:: What to do ::
Output the records below in full, word for word; pictures do not belong in it.
---- Records to use
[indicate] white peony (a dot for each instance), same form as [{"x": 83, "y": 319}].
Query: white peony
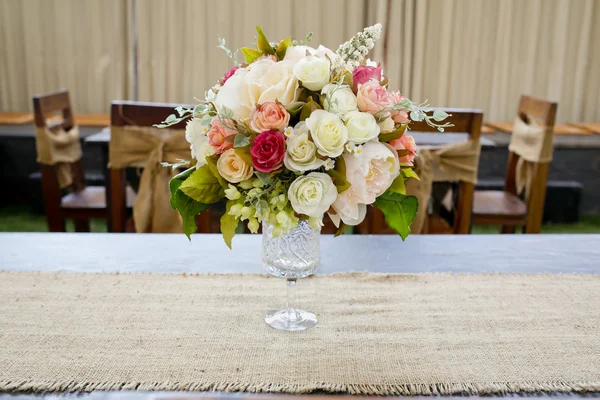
[
  {"x": 370, "y": 174},
  {"x": 338, "y": 100},
  {"x": 328, "y": 132},
  {"x": 195, "y": 134},
  {"x": 312, "y": 194},
  {"x": 262, "y": 81},
  {"x": 362, "y": 127},
  {"x": 313, "y": 72},
  {"x": 301, "y": 152},
  {"x": 233, "y": 168}
]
--------
:: Reply ::
[indicate] white peony (a dot for each instance), same form as [{"x": 83, "y": 319}].
Query: white peony
[
  {"x": 370, "y": 174},
  {"x": 338, "y": 100},
  {"x": 328, "y": 132},
  {"x": 195, "y": 134},
  {"x": 312, "y": 194},
  {"x": 262, "y": 81},
  {"x": 362, "y": 127},
  {"x": 313, "y": 72},
  {"x": 301, "y": 152},
  {"x": 233, "y": 168}
]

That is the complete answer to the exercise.